> **DATA**:
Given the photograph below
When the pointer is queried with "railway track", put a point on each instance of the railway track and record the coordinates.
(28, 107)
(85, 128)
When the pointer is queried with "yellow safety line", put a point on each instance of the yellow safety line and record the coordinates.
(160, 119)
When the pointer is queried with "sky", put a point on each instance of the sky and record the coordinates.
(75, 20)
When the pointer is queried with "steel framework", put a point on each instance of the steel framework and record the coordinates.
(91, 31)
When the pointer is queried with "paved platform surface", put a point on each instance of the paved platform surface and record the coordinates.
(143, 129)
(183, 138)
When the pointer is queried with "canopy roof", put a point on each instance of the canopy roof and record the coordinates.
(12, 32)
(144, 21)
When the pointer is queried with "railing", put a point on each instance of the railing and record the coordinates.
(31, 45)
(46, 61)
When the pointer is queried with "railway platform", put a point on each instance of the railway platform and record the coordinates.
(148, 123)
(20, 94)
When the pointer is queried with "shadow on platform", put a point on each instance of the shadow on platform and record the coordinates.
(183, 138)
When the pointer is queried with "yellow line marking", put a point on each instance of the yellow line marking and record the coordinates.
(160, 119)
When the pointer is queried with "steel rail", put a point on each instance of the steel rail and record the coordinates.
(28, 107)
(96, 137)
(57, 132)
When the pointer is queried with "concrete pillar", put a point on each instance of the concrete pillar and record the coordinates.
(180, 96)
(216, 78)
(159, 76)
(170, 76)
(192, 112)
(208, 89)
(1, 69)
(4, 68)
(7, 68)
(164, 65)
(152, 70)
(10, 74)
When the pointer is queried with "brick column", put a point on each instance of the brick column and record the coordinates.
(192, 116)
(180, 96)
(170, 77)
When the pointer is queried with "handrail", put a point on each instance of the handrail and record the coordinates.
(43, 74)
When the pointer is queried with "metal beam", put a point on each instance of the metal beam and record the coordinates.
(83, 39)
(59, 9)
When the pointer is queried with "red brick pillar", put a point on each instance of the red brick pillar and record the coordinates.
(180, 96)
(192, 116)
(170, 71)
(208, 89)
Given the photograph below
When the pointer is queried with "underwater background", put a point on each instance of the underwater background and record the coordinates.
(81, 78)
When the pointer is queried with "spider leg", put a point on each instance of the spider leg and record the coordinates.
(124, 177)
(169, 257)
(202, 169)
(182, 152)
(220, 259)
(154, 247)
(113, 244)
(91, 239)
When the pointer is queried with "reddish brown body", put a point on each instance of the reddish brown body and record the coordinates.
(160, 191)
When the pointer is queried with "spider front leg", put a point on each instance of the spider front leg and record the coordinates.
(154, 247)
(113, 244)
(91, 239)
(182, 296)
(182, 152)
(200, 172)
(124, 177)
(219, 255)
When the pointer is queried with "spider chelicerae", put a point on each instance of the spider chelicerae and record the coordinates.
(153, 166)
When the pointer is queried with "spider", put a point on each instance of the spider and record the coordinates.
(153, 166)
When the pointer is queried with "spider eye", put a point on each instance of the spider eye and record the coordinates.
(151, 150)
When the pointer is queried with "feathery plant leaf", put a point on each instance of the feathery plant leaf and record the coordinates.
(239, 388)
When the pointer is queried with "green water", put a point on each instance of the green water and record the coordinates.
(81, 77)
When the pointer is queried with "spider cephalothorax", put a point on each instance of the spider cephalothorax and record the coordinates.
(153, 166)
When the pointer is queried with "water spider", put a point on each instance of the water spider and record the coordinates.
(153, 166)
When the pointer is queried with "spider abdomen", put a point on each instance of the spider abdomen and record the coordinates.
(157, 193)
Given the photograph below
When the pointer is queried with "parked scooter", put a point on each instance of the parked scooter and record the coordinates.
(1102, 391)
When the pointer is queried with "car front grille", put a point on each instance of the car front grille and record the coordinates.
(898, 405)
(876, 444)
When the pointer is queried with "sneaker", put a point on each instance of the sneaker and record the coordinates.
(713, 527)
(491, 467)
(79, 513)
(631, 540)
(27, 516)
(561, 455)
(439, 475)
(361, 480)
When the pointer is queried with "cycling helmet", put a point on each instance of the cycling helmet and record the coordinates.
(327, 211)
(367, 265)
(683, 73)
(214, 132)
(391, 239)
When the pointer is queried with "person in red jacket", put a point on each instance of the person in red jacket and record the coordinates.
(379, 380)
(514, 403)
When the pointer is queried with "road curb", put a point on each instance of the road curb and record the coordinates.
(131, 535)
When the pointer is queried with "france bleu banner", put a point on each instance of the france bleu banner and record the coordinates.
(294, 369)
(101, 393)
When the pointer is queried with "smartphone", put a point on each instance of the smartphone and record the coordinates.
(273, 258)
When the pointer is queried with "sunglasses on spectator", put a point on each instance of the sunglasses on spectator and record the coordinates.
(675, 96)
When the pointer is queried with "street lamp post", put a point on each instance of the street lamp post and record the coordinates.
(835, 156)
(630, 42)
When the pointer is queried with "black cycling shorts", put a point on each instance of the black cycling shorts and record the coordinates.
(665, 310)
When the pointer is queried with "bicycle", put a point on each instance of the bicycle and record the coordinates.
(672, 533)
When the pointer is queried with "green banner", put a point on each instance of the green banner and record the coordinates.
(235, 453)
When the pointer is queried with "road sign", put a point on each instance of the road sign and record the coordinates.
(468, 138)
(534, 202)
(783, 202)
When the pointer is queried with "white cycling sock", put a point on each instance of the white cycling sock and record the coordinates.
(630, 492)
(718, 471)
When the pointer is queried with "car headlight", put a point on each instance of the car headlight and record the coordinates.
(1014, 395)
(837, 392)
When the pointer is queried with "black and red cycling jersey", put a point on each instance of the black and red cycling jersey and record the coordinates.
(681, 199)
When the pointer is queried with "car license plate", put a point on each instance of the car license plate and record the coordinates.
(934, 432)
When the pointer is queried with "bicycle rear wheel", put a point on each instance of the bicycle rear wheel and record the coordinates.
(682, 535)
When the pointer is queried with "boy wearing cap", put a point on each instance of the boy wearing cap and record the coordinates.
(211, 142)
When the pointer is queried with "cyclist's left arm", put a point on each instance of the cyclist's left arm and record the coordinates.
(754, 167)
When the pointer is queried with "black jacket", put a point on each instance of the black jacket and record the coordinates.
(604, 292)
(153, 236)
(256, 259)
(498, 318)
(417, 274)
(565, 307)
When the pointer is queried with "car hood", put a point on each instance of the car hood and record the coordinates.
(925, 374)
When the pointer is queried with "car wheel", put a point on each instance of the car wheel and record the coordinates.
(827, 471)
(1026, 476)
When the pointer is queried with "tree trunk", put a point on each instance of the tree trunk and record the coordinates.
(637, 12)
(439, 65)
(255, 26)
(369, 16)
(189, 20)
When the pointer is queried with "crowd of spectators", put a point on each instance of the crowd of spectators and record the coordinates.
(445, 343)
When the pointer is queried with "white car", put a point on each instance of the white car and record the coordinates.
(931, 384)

> **HOW TO COMPLETE THIS TASK**:
Reproduce the material exactly. Every line must match.

> **TASK RESPONSE**:
Given the photograph below
When the pointer is queried with "railway track", put a point on each instance of the railway track and record the coordinates.
(28, 107)
(85, 128)
When the pointer is queried with "yellow safety line", put a point on each instance of the yellow safety line and record the coordinates.
(160, 119)
When the pointer is queried with "sky", put a point on each instance of the sky and record the coordinates.
(75, 20)
When the pointer is queried with "steel framework", put a point on each instance of the steel framework and record the coordinates.
(91, 31)
When the pointer is queried with "paved platform surface", put a point on each instance of the paved platform surface and record the coordinates.
(143, 129)
(183, 138)
When the pointer is queried with "canopy roof", put a point on each instance of the canopy roof and record the coordinates.
(12, 32)
(144, 21)
When the pointer is queried with "railing", put a point on each instance of the railing and record the coordinates.
(31, 45)
(46, 61)
When the pointer is queried with "railway platform", put a point on each instance of the railway platform and record the coordinates.
(148, 123)
(20, 94)
When the pointer is queried with "shadow on platform", put a point on each instance of the shadow on platform and record the coordinates.
(183, 138)
When the pointer is queried with "yellow line marking", put a point on each instance of the yellow line marking and record the coordinates.
(160, 119)
When the pointer is queried with "steel rail", put a point on each instance of the steel rail and record the coordinates.
(28, 107)
(96, 137)
(57, 132)
When the pointer is queried with "concrete pillar", put a point on each instance of the concrete pillar and record the coordinates.
(180, 96)
(216, 78)
(159, 76)
(170, 76)
(192, 112)
(208, 89)
(1, 69)
(4, 68)
(7, 68)
(164, 65)
(152, 70)
(10, 74)
When the pointer is queried with "brick column", put a point on each instance of the brick column and record the coordinates.
(192, 116)
(180, 96)
(170, 77)
When the pointer is queried with "handrail", put a point on each instance of the handrail and record the coordinates.
(43, 74)
When the pointer is queried with "metal beam", put a point on each instance of the metal beam and record the coordinates.
(83, 39)
(59, 9)
When the pointer is queried with "red brick pillar", put a point on each instance of the red brick pillar and record the coordinates.
(180, 96)
(192, 116)
(170, 71)
(208, 89)
Given the photograph below
When the pointer is queried with "underwater background", put a point on each instance of the underwater background and record the coordinates.
(81, 78)
When the pointer is queried with "spider leg", put a point on each instance of the spider leg and record the coordinates.
(124, 177)
(169, 257)
(202, 169)
(182, 152)
(220, 259)
(154, 247)
(113, 244)
(91, 239)
When the pointer is queried with "reddish brown body", put a point on each instance of the reddish brown body and record the coordinates.
(160, 191)
When the pointer is queried with "spider front leg", put a point on each instance of the spider front leg and record the coordinates.
(154, 247)
(113, 244)
(91, 239)
(182, 296)
(182, 152)
(200, 172)
(124, 177)
(219, 255)
When the pointer is queried with "spider chelicerae", put a point on each instance of the spider chelicerae and record the coordinates.
(153, 166)
When the pointer is queried with "spider", put a point on each instance of the spider and record the coordinates.
(153, 166)
When the pointer is queried with "spider eye", put a point on each instance of the spider eye and record the coordinates.
(151, 150)
When the pointer is queried with "feathery plant leaf", put a point on each instance of the feathery plant leaf and record the coordinates.
(239, 388)
When the pointer is queried with "green water", put a point on each instance of the green water and record the coordinates.
(81, 77)
When the pointer is queried with "spider cephalothorax", put a point on each instance of the spider cephalothorax and record the coordinates.
(153, 166)
When the pointer is queried with "water spider", put a point on each instance of the water spider and record the coordinates.
(153, 166)
When the pointer is queried with "spider abdomen", put a point on each instance of the spider abdomen and record the coordinates.
(157, 193)
Given the photograph below
When the pointer is queried with "parked scooter", put a point on each instance of the parked scooter and record the coordinates.
(1102, 391)
When the pointer is queried with "car front grille", put a point on each instance of the car front grille and record the coordinates.
(898, 405)
(876, 444)
When the pointer is queried with "sneaker", put a point on each instance of the sneaker and record the coordinates.
(713, 527)
(491, 467)
(79, 513)
(631, 540)
(27, 516)
(561, 455)
(439, 475)
(361, 480)
When the pointer is queried with "cycling helmet", put a point on each instance of the cycling helmet and record the coordinates.
(327, 211)
(367, 265)
(683, 73)
(214, 132)
(391, 239)
When the pointer is queried with "person in red jacket", put a point on each instance of the person in red jacket and record the coordinates.
(379, 380)
(514, 403)
When the pointer is queried with "road curb", put a point on each instance of the road curb and record the coordinates.
(131, 535)
When the pointer is queried with "france bleu banner", put a point on each instance of the france bleu banner and record the coordinates.
(294, 369)
(101, 393)
When the pointer is queried with "smartphone", put a point on each instance of the smartphone and record the coordinates.
(273, 258)
When the pointer is queried with "sunglasses on spectator", put a point on each instance of the sunglasses on spectator and record the coordinates.
(675, 96)
When the pointer is queried with "street lamp post", put a point on each instance of the street lamp post and record the coordinates.
(835, 156)
(630, 42)
When the pointer is queried with "black cycling shorts", put a point on each instance of the black cycling shorts and record the coordinates.
(665, 310)
When the pointer is queried with "bicycle", put a point on each instance of the bicycle and record the coordinates.
(672, 533)
When the pointer is queried with "green banner", put a point on each instance of the green banner and record the coordinates.
(235, 453)
When the pointer is queried with "road sign", put a point on each instance of the road sign and record the coordinates.
(468, 138)
(534, 202)
(783, 202)
When the pointer is queried with "white cycling sock", put a point on each instance of the white cycling sock and record the coordinates.
(630, 492)
(718, 471)
When the pointer is queried with "car headlight", put a point on each instance of the car headlight and record the coordinates.
(1014, 395)
(837, 392)
When the pointer is queried with "black and red cycling jersey", put a point on each instance of the black and red cycling jersey and record the coordinates.
(681, 199)
When the pointer is queried with "car license plate", put a point on each instance of the car license plate and record the coordinates.
(934, 432)
When the pointer is queried with "bicycle rear wheel", put a point on each instance of the bicycle rear wheel and record the coordinates.
(682, 535)
When the pointer is queried with "boy wearing cap", put a point on each instance of the boy wearing cap and record the coordinates.
(211, 142)
When the pointer is queried with "cyclist's left arm", put a point on each instance of the cyclist's left arm and record the coordinates.
(754, 167)
When the pointer is queried with "black jacket", put a point on each instance of the black jacket and record the coordinates.
(604, 292)
(153, 236)
(256, 259)
(498, 318)
(417, 274)
(565, 307)
When the pointer is queried with "car hood", put a point on each instance of the car hood and record the coordinates.
(925, 374)
When the pointer is queried with "car wheel", put a point on each instance of the car wheel and record the coordinates.
(827, 471)
(1026, 476)
When the pointer is queried with "tree trunk", put a point on each instance of the tree trunk and record the coordinates.
(637, 12)
(439, 65)
(255, 26)
(369, 16)
(189, 20)
When the pointer is queried with "crowd of spectators", put a point on each instance of the crowd of spectators and record the coordinates.
(445, 343)
When the pointer is queried with "white car", put a point on each instance of the white car and record the coordinates.
(931, 384)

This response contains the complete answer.